[Opening GIVEN DATA section]

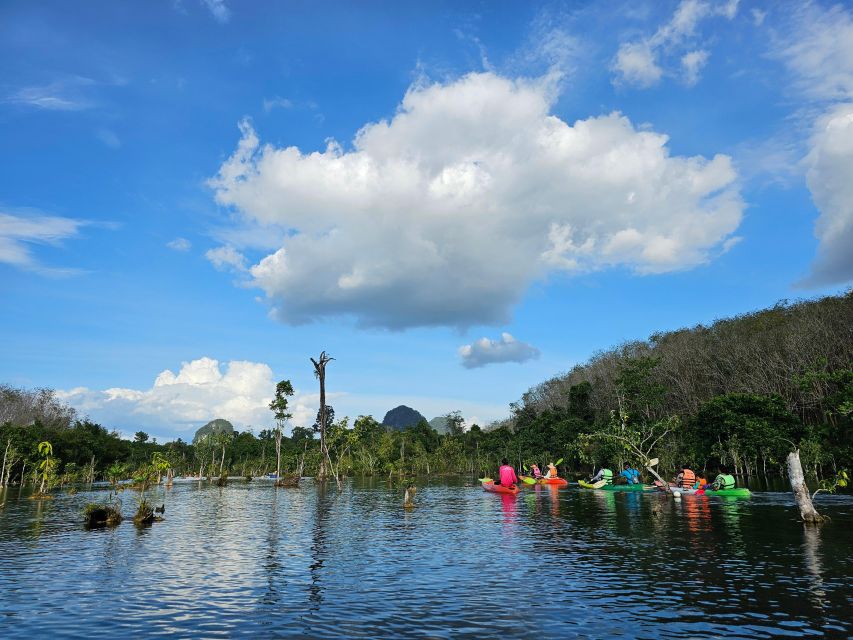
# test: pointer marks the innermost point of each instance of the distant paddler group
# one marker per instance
(509, 482)
(686, 482)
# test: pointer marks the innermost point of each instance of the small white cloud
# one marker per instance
(507, 349)
(218, 9)
(692, 63)
(277, 103)
(179, 244)
(19, 232)
(635, 65)
(830, 180)
(65, 94)
(225, 258)
(639, 63)
(109, 138)
(199, 392)
(818, 49)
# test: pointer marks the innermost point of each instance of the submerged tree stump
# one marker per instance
(801, 492)
(291, 480)
(102, 515)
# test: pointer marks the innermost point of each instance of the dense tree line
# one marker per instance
(742, 392)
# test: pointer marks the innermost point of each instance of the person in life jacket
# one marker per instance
(723, 480)
(686, 479)
(507, 477)
(603, 474)
(632, 476)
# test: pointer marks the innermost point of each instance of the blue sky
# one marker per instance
(456, 200)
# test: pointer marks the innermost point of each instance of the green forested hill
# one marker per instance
(742, 392)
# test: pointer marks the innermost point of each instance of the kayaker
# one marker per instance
(723, 480)
(632, 476)
(603, 474)
(686, 479)
(506, 475)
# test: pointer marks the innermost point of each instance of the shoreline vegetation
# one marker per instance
(743, 392)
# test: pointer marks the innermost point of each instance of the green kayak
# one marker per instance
(615, 487)
(737, 492)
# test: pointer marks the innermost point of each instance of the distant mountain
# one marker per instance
(402, 417)
(440, 424)
(212, 428)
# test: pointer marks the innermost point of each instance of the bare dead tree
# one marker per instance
(320, 374)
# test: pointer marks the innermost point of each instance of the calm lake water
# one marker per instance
(248, 560)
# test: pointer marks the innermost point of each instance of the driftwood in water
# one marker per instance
(101, 515)
(288, 480)
(409, 497)
(801, 492)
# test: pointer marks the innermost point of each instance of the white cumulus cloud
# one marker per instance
(640, 63)
(445, 214)
(830, 179)
(818, 49)
(485, 351)
(179, 403)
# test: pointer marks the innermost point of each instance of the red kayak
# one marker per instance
(560, 482)
(499, 488)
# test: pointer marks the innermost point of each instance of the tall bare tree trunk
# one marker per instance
(5, 453)
(278, 453)
(320, 372)
(801, 492)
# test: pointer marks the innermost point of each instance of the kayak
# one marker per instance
(561, 482)
(497, 488)
(737, 492)
(615, 487)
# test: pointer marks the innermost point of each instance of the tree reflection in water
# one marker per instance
(814, 566)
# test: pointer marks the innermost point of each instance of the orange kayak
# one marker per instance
(497, 488)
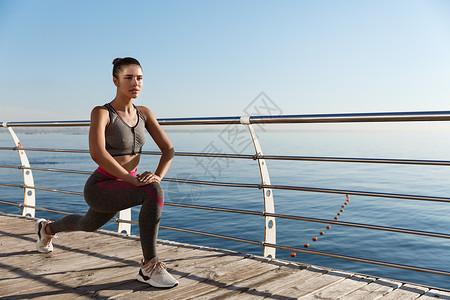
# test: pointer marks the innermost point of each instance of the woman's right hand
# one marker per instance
(137, 182)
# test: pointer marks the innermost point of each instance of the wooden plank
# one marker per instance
(298, 277)
(183, 258)
(104, 264)
(315, 284)
(373, 290)
(217, 281)
(406, 292)
(435, 294)
(341, 288)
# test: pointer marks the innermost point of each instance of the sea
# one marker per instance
(395, 141)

[Closing GIVEN DATA section]

> ABOUT THIS TASK: For every line in the records above that holds "white", add one, and report the sum alone.

> TASK SOLUTION: 2